Wer mit der Heimat zufrieden ist, hält die Ferne für verzichtbar. Für Japans Nationalisten und Auslandsverächter war es deshalb sicher keine schlechte Nachricht, als das Außenministerium in Tokio vergangene Woche die aktuelle Reisepassquote bekannt gab. Demnach haben nur 16,8 Prozent der rund 124 Millionen Menschen in Japan einen gültigen Nationalausweis, mit dem sie die Welt bereisen können. Die große Mehrheit scheint diese Möglichkeit nicht zu brauchen. Weil es so schön ist in Japan?
So einfach ist es nicht. Und vielen im Inselstaat dämmert längst, dass diese Neigung, sich das Ausland allenfalls im Internet anzusehen, nachhaltige Probleme bringen kann. Die Welt ist nun mal viel größer als Japan, und die harmoniebedürftige Nation kann sich ihr nicht verschließen. Seit dem Ende der Pandemie kommen wieder viele Touristen ins Land. Immer wieder entsteht dabei der Eindruck, dass Einheimische überfordert sind mit den anderen Sprachen und Temperamenten, denen sie sich selbst kaum ausgesetzt haben.

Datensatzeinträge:
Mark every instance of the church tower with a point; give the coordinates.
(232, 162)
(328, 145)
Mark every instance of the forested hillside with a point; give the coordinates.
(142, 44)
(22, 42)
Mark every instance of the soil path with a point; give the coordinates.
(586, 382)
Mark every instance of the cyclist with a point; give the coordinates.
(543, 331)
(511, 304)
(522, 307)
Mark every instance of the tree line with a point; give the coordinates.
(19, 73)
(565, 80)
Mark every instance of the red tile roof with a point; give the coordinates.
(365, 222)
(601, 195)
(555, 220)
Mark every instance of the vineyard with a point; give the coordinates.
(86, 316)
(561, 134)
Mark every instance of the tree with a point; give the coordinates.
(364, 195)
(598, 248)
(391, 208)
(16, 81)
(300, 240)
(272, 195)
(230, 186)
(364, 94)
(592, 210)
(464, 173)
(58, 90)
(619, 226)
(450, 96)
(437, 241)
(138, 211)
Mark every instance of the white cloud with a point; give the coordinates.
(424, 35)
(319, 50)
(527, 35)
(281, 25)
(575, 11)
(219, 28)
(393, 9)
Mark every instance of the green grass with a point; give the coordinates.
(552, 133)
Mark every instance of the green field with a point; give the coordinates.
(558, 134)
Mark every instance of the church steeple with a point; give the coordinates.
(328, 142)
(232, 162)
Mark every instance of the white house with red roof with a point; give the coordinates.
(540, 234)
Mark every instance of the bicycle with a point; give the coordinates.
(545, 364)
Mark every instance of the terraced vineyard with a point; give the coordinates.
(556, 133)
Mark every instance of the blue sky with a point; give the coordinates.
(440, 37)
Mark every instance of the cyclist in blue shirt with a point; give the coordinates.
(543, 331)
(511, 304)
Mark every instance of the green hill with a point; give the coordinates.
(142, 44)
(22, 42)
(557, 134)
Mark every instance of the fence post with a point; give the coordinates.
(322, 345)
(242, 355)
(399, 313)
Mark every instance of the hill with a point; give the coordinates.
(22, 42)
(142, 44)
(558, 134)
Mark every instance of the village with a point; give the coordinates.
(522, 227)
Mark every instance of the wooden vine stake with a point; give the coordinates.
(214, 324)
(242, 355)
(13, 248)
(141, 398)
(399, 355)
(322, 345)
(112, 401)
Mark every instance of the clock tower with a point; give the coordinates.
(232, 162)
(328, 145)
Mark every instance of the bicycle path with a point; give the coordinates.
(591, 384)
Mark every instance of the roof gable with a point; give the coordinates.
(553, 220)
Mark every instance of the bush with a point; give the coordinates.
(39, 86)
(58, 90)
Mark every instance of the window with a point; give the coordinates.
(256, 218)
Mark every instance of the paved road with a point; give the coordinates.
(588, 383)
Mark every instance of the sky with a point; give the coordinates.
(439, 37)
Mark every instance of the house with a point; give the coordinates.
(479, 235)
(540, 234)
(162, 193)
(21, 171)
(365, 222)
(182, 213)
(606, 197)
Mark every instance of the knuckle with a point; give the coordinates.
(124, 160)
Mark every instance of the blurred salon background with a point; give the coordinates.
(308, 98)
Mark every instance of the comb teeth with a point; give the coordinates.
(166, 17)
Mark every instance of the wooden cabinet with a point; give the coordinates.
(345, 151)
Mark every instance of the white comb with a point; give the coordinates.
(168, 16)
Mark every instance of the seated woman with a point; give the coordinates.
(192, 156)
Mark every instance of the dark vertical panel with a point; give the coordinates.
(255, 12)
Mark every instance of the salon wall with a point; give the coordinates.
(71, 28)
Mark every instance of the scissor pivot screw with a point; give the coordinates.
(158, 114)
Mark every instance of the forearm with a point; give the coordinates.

◆ Aufgaben:
1. Prüfen Sie, ob die folgenden Aussagen mit dem Text über Japans Reisepassquote übereinstimmen. Antworten Sie jeweils mit Ja oder Nein und zitieren Sie die entscheidenden Worte des Textes wörtlich.
(a) Das Außenministerium in Tokio hat die aktuelle Reisepassquote vergangene Woche bekannt gegeben.
(b) Mehr als die Hälfte der Menschen in Japan besitzt einen gültigen Reisepass.
(c) Seit dem Ende der Pandemie kommen kaum noch Touristen nach Japan.
2. Geben Sie aus dem Text über Japans Reisepassquote den Abschnitt zwischen „Wer mit der“ und „ist in Japan?“, beide eingeschlossen, wortgetreu wieder.

◆ Nummerierte Antworten:
1.
(a) Ja: „als das Außenministerium in Tokio vergangene Woche die aktuelle Reisepassquote bekannt gab“
(b) Nein: „nur 16,8 Prozent der rund 124 Millionen Menschen in Japan einen gültigen Nationalausweis“
(c) Nein: „Seit dem Ende der Pandemie kommen wieder viele Touristen ins Land.“

2.
Wer mit der Heimat zufrieden ist, hält die Ferne für verzichtbar. Für Japans Nationalisten und Auslandsverächter war es deshalb sicher keine schlechte Nachricht, als das Außenministerium in Tokio vergangene Woche die aktuelle Reisepassquote bekannt gab. Demnach haben nur 16,8 Prozent der rund 124 Millionen Menschen in Japan einen gültigen Nationalausweis, mit dem sie die Welt bereisen können. Die große Mehrheit scheint diese Möglichkeit nicht zu brauchen. Weil es so schön ist in Japan?